- [Requirements] List every line of the records below that contains the word "gravel". Case matters.

# Material supplied start

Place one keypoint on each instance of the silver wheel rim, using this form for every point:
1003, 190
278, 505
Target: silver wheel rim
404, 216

# Material supplied end
# Material supplied start

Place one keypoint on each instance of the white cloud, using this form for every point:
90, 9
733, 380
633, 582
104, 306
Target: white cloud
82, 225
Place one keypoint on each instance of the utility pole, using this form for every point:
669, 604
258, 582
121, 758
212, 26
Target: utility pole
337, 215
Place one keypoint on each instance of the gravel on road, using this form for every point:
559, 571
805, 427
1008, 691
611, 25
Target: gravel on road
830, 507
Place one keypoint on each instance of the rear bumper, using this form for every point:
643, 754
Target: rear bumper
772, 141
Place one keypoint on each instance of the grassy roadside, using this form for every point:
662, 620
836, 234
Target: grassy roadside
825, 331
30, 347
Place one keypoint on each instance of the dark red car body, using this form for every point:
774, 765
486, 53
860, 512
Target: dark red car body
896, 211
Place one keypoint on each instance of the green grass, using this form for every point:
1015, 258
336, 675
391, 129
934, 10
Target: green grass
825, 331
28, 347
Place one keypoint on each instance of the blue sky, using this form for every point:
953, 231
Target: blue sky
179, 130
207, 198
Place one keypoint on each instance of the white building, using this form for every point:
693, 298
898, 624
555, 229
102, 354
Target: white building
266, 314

# Material supplied end

- [Final answer]
Place one keypoint on each instance of the gravel on road, using this form for every point:
Target: gravel on road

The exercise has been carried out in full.